BEGIN Given records

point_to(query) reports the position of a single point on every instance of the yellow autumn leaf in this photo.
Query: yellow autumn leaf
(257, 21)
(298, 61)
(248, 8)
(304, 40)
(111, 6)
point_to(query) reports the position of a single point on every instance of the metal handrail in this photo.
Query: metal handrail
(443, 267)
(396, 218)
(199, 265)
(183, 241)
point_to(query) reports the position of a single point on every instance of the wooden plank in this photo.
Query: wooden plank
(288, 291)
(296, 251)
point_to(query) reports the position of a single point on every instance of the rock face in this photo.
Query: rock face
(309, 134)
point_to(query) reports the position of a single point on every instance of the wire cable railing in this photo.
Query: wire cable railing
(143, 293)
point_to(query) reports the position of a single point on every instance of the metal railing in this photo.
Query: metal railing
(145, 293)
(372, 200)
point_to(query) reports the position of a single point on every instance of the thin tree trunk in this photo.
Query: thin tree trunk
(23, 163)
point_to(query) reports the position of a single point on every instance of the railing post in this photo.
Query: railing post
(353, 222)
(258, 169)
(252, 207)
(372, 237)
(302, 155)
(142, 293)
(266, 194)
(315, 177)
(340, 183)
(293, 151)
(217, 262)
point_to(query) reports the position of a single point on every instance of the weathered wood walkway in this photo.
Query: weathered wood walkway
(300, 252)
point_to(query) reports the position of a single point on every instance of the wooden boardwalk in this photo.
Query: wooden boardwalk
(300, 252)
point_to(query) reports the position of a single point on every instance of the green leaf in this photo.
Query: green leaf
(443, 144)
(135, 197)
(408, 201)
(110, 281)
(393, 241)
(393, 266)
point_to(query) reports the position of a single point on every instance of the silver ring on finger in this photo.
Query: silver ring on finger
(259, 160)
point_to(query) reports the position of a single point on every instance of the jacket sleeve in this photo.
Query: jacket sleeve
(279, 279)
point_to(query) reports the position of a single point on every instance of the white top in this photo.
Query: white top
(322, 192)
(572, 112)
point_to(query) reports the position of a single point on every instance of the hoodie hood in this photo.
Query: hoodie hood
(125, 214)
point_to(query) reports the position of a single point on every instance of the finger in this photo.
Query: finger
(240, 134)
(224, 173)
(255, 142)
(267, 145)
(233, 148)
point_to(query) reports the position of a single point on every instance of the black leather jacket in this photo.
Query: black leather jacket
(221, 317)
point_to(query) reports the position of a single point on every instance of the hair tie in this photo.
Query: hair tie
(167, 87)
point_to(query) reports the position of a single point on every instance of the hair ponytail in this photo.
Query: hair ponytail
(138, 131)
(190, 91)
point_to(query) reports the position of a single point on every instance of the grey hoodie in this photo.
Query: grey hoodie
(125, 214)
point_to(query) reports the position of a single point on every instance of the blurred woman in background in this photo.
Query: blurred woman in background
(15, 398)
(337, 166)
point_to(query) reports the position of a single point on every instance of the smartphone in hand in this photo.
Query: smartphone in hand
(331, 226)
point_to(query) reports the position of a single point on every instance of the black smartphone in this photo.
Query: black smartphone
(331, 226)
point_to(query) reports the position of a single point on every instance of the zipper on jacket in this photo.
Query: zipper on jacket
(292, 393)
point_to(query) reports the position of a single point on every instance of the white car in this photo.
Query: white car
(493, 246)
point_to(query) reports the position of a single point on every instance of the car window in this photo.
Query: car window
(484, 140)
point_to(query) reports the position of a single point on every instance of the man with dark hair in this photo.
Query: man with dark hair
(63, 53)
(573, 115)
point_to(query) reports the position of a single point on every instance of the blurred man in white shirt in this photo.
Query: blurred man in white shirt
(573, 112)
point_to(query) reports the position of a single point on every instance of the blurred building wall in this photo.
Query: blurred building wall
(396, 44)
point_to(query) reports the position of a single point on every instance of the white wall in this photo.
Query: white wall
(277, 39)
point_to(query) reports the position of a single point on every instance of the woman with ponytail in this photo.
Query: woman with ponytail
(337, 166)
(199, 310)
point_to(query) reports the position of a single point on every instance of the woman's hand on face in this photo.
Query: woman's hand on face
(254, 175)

END Given records

- [Aim of the task]
Copy out all of the lines above exactly.

- [The completed task]
point_to(query) reports the position of a single point on every instance of the yellow autumn leaf in this photo.
Query: yellow autumn leaf
(257, 21)
(298, 61)
(248, 8)
(304, 40)
(111, 6)
point_to(query) reports the position of a single point on every instance of the metal handrail in this photo.
Query: metal handrail
(443, 267)
(396, 218)
(199, 265)
(183, 241)
point_to(query) reports the position of a single point on every instance of the wooden plank in this photo.
Query: wooden plank
(288, 291)
(296, 251)
point_to(query) reports the position of a single point on every instance of the rock face in this photo.
Query: rock face
(309, 134)
point_to(query) reports the position of a single point on every instance of the wire cable railing in this photo.
Query: wire cable railing
(143, 293)
point_to(query) reports the position of a single point on every instance of the metal railing in this photo.
Query: metal railing
(145, 293)
(372, 200)
point_to(query) reports the position of a single point on every instance of the thin tree trunk in this photo.
Query: thin tree trunk
(23, 163)
point_to(query) reports the position of a single point on every instance of the railing post in this photo.
Query: railing post
(353, 222)
(258, 169)
(252, 207)
(372, 237)
(302, 155)
(142, 293)
(266, 194)
(315, 177)
(340, 183)
(293, 151)
(217, 262)
point_to(query) reports the position of a single point on every instance of the weathered wood walkway in this photo.
Query: weathered wood walkway
(300, 252)
point_to(query) reports the position of a single point on every instance of the wooden boardwalk in this photo.
Query: wooden boardwalk
(300, 252)
point_to(query) reports the position of a single point on every instance of the green leaf in this photo.
Query: green leaf
(443, 144)
(135, 197)
(408, 201)
(110, 281)
(393, 241)
(393, 266)
point_to(query) reports the position of a single point on every instance of the silver ring on finger in this photo.
Query: silver ring on finger
(259, 160)
point_to(query) reports the position of a single point on every instance of the jacket sleeve in this photo.
Query: jacket sleeve
(279, 279)
point_to(query) reports the position of a single point on every instance of the white top in this photo.
Query: white top
(322, 192)
(572, 112)
point_to(query) reports the position of a single point on every instance of the hoodie hood in this photo.
Query: hoodie hood
(125, 214)
point_to(query) reports the position of a single point on every instance of the finger in this photo.
Query: finger
(240, 134)
(224, 173)
(255, 142)
(267, 145)
(233, 148)
point_to(query) reports the position of a single point on every instance of the black leather jacket in this photo.
Query: black leather jacket
(221, 317)
point_to(query) reports the position of a single point on every instance of the hair tie in this photo.
Query: hair tie
(167, 87)
point_to(query) reports the position of a single point on every instance of the hair ponytail in this photo.
Query: hair ponytail
(138, 131)
(190, 91)
point_to(query) reports the position of a single point on every instance of the grey hoodie in this photo.
Query: grey hoodie
(125, 214)
point_to(query) reports the position of a single point on every instance of the blurred woman in background in this photo.
Query: blurred woman in background
(15, 398)
(337, 166)
point_to(query) reports the position of a single point on every instance of the smartphone in hand in this photo.
Query: smartphone in hand
(331, 226)
point_to(query) reports the position of a single point on every instance of the black smartphone in this photo.
Query: black smartphone
(331, 226)
point_to(query) reports the position of a single point on every instance of the zipper on jacket in this photo.
Query: zipper on jacket
(292, 393)
point_to(query) reports the position of a single point on every instance of the white car in this photo.
Query: white car
(493, 246)
point_to(query) reports the position of a single point on every instance of the car window in this photo.
Query: car window
(484, 140)
point_to(query) reports the position of a single point on every instance of the man with dark hair in this photo.
Query: man with dark hair
(63, 53)
(573, 115)
point_to(query) reports the position of a single point on every instance of the blurred man in white shirt in this photo.
Query: blurred man in white shirt
(573, 112)
point_to(query) reports the position of a single point on every instance of the blurred building wall in this photo.
Query: blurred building wall
(396, 44)
point_to(query) reports the position of a single point on every instance of the white wall in this photo.
Query: white wall
(277, 39)
point_to(query) reports the position of a single point on every instance of the woman with ponytail in this photo.
Query: woman with ponytail
(337, 166)
(199, 310)
point_to(query) reports the position of a single point on every instance of the woman's hand on face in this photo.
Query: woman's hand on face
(254, 175)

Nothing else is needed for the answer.